→ **DOCUMENTO DE ORIGEM**
◆ ◆ ◆
Ao analisar as duas leis, a engenheira agrônoma e autora da pesquisa, Morgane Isabelle Hélène Retière, avaliou que lei brasileira é mais avançada que a francesa, por trazer orientações mais claras e objetivas sobre a aquisição de produtos locais e orgânicos.

No Brasil, a Lei 11.947, que diz respeito ao programa de alimentação escolar, impõe, por exemplo, que no mínimo 30% dos recursos do Fundo Nacional de Desenvolvimento da Educação (FNDE), ligado ao Ministério da Educação, sejam destinados à compra direta da agricultura familiar.

Já na França, a Lei Grenelle 1 é mais genérica e sugere que no mínimo 20% das aquisições nas escolas sejam feitas de produtos orgânicos, bem como daqueles com baixo impacto ambiental, mas não especifica de que sistemas tais produtos provêm. Na lei francesa, a pesquisadora verificou também que a vinculação entre a alimentação escolar e a política alimentar governamental não aparece de forma tão clara quanto na lei brasileira.

Os textos da política alimentar francesa, ao contrário da lei brasileira, não recomendam explicitamente a redução do consumo de alimentos industrializados, embora se reconheça que os produtos possam conter teores excessivos de açúcar, sal e gordura.

Outra ressalva positiva feita pela pesquisadora em relação à lei brasileira foi a dispensa de licitação pública para a compra de alimentos da agricultura familiar, um processo que, em geral, é burocrático e demorado, tendo como um dos critérios o menor preço. Pela Lei 11.947, a aquisição dos alimentos pode ser realizada por chamada pública, procedimento administrativo mais rápido, utilizado para firmar parcerias com organizações da sociedade civil, como ONGs. “Na hora da aquisição dos produtos, ficam em primeiro plano outros critérios que não o preço, como a origem geográfica, a produção ecológica e a inclusão social”, diz.
◆ ◆ ◆
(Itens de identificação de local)
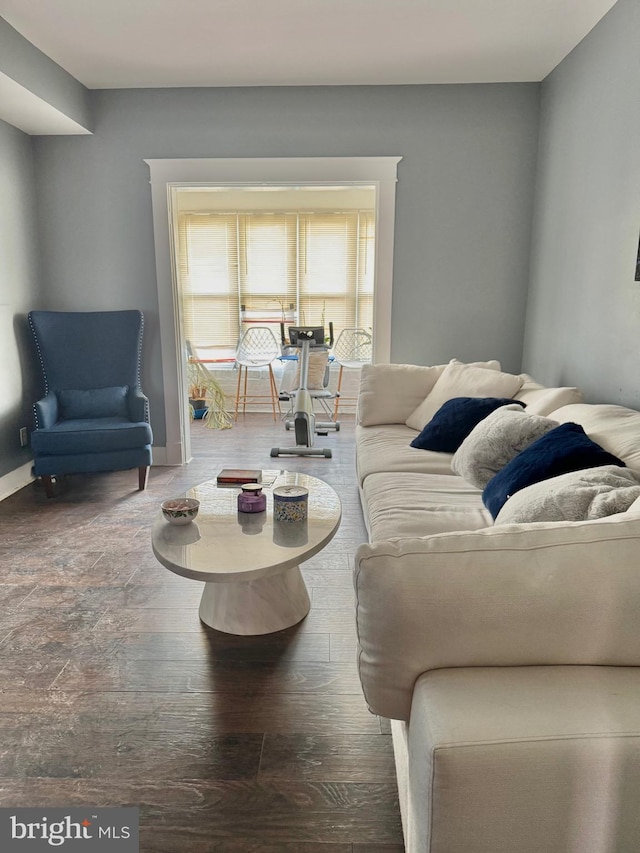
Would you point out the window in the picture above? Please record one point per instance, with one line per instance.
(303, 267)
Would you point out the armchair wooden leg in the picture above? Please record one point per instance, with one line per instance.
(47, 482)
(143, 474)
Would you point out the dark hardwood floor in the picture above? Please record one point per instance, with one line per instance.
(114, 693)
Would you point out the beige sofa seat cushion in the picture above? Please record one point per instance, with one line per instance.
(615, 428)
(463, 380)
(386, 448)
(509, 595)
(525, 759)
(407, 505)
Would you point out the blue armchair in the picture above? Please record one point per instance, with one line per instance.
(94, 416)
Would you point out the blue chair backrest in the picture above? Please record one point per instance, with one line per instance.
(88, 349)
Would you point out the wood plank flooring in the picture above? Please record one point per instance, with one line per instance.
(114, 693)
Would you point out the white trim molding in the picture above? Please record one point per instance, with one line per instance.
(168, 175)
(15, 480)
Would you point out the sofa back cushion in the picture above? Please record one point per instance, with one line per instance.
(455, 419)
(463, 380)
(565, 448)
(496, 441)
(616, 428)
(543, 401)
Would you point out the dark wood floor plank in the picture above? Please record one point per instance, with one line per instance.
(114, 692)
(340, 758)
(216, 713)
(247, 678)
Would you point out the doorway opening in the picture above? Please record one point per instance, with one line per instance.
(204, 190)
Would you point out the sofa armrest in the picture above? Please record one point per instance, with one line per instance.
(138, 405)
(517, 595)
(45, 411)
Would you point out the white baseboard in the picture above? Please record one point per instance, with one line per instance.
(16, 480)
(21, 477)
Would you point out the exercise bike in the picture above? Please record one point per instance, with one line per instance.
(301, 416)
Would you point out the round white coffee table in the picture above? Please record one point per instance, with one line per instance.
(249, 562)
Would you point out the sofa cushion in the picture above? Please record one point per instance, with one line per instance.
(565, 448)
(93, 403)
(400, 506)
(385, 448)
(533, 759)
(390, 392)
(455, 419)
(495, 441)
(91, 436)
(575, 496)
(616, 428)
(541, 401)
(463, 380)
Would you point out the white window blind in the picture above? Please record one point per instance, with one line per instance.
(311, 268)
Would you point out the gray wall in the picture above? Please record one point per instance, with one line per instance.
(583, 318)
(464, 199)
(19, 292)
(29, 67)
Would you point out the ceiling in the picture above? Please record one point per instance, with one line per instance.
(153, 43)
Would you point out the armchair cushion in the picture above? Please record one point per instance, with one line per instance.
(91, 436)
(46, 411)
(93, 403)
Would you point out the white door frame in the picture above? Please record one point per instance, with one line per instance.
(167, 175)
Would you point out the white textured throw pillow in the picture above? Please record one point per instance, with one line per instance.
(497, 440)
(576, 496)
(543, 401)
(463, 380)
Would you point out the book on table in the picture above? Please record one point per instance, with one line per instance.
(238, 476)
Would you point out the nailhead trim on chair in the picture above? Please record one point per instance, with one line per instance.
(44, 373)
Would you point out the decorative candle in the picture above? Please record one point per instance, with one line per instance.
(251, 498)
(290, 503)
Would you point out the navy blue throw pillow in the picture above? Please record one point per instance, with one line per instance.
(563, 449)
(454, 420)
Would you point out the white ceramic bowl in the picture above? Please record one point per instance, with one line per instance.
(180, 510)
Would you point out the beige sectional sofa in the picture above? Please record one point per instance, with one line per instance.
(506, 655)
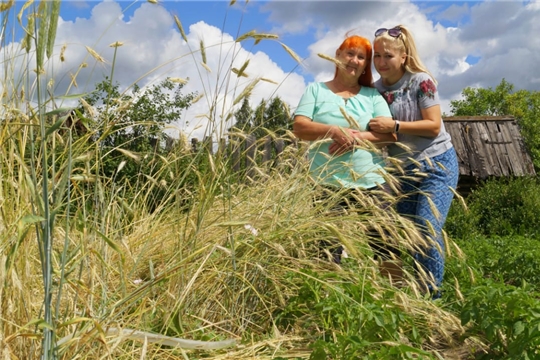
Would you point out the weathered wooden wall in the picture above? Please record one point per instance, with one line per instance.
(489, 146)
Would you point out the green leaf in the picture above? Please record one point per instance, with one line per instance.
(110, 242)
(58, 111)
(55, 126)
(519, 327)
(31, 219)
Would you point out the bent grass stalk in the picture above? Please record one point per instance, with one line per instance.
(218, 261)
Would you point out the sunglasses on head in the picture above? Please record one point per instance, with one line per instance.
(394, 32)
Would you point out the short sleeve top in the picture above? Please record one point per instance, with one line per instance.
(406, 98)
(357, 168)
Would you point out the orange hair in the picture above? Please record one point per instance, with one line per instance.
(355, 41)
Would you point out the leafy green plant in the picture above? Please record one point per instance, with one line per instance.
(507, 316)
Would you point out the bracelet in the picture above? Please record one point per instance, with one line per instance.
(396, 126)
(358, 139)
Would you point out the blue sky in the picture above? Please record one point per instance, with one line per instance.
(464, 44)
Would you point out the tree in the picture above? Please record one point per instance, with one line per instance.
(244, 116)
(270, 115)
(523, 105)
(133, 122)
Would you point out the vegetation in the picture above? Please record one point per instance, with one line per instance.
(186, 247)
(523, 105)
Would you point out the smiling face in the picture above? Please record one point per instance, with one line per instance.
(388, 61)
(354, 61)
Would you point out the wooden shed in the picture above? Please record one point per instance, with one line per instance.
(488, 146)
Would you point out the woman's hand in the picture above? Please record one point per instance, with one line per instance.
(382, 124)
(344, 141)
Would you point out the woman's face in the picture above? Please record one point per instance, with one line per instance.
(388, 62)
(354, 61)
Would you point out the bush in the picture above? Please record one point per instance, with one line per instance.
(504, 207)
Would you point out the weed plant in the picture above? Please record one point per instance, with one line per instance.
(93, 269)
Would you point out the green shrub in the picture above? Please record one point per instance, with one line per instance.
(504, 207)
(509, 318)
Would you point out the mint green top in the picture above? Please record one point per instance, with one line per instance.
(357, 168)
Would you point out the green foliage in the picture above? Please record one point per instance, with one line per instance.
◆ ◆ ◆
→ **INSTRUÇÕES DO EXERCÍCIO**
a - Segundo o texto sobre alimentação escolar, que percentual mínimo dos recursos do FNDE a Lei 11.947 determina que seja destinado à compra direta da agricultura familiar?
b - Prossiga com o texto sobre alimentação escolar a partir de sua última frase.
Os registros provêm de uma fonte distinta.

→ **RESULTADOS DAS TAREFAS**
a - No mínimo 30%.

b -
Sobre a trajetória das duas leis, Morgane Retière diz que a brasileira teve origem em movimentos de combate à fome e à desigualdade social, no início nos anos de 1940, foi intensificada após a redemocratização do País e ganhou apoio institucional durante o governo do Partido dos Trabalhadores, em 2003.

Já a lei francesa foi criada a partir do controle de segurança sanitária dos alimentos, principalmente os de origem animal e, a partir dos anos 2000, passou a ter enfoque também no combate à má alimentação do ponto de vista nutricional, que culminou no aumento da obesidade populacional gerada pelo consumo de alimentos industrializados.

Sistema agroindustrial renovado

Por fim, a engenheira agrônoma analisou a implementações destas leis em nível local. Ela observou que, apesar dos objetivos ambiciosos das leis favoráveis aos sistemas alternativos, as escolas de ambas as regiões (São Paulo e Paris) também recorreram a uma modalidade chamada “sistema agroindustrial renovado”, que são os atacadistas e a grandes cooperativas que funcionavam dentro do modelo do sistema agroindustrial vigente.

A pesquisadora explica que pelo sistema agroindustrial renovado, apenas uma dimensão alternativa dos SAA é considerada. No caso da França, foi a aquisição de produtos orgânicos, porém, não local; e no Brasil, a compra da agricultura familiar, porém não local. “Esta predominância de lógicas agroindustriais renovadas pode ser explicada pelas características das grandes cidades onde as áreas de produção estão localizadas a uma distância geográfica significativa, enquanto que o setor de alimentação escolar está afastado do mundo agrícola”, diz. “No entanto, muitas estruturas situadas no coração da metrópole poderiam compensar a distância geográfica criando cargos de agentes públicos dedicados especificamente à implementação de sistemas territorializados”, avalia.

“Nichos verdes”: por que fazer transição agroecológica?

O Relatório do Painel Intergovernamental sobre Mudanças Climáticas (IPCC-2019) aponta que as atividades agropecuárias e industriais estão entre as principais causas de mudanças climáticas. De acordo com o relatório, se a dinâmica agroindustrial se mantiver no patamar nos próximos anos – promovendo desmatamento, usando indiscriminadamente fertilizantes e agrotóxicos e promovendo monoculturas -, é altamente provável que a insegurança alimentar no mundo se amplifique.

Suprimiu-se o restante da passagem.